--- Begin Page text ---

# How to fade a looped cue in Multiplay?



## Beny (Jul 3, 2014)

The fade setting in cue properties does not seem to work for a looped cue; I'd like a looped cue to fade out after the last loop -- is there a way to do this? In fact, fade out (which is grayed out in Cue Properties) doesn't seem to work in any cue, looped or not. I want some cues to fade out, but setting the fade seconds in cue properties doesn't seem to do it. (fade up works fine.) What am I doing wrong?


----------



## Dionysus (Jul 3, 2014)

You have to click the checkbox "End Fade" beside the fade out time to enable it.


----------



## Beny (Jul 4, 2014)

That works for unlooped cues -- but for looped cues the "end fade" button stays grayed out.


----------



## flowalex999 (Jul 4, 2014)

This takes more work but you could put the audio file in twice the first Cue advance action being set to start play with a wait cue in-between the two and the fade on the second 
Sent from my RM-820_nam_att_100 using Tapatalk


----------



## Beny (Jul 4, 2014)

--- End Page text ---

(Prompt):
Reproduce the passage of the Multiplay fade thread starting with "## Beny (Jul 3, 2014)" and going on through "I doing wrong?", word for word.

--- Begin Excerpted data ---

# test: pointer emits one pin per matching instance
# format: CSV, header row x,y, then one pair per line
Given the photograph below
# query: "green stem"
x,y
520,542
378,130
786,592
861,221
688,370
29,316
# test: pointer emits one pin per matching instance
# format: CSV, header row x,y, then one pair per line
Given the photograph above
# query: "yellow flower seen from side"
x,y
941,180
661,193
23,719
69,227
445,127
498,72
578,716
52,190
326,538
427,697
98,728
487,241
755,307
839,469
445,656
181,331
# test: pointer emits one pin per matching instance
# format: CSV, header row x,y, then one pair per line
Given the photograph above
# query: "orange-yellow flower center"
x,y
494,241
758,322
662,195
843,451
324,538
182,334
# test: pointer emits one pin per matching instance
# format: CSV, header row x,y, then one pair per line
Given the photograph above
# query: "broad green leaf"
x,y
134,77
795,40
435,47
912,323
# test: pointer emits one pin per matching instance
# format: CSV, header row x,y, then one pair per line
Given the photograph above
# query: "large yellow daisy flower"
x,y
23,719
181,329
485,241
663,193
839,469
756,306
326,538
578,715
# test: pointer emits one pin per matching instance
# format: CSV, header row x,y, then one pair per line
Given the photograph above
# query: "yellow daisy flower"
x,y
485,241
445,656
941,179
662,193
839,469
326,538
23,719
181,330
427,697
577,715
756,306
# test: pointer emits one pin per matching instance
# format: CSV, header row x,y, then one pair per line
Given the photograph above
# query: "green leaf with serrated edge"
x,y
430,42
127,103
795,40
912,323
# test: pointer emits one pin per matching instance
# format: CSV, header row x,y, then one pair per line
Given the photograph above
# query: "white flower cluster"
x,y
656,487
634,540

--- End Excerpted data ---

(Answer below):
## Beny (Jul 3, 2014)

The fade setting in cue properties does not seem to work for a looped cue; I'd like a looped cue to fade out after the last loop -- is there a way to do this? In fact, fade out (which is grayed out in Cue Properties) doesn't seem to work in any cue, looped or not. I want some cues to fade out, but setting the fade seconds in cue properties doesn't seem to do it. (fade up works fine.) What am I doing wrong?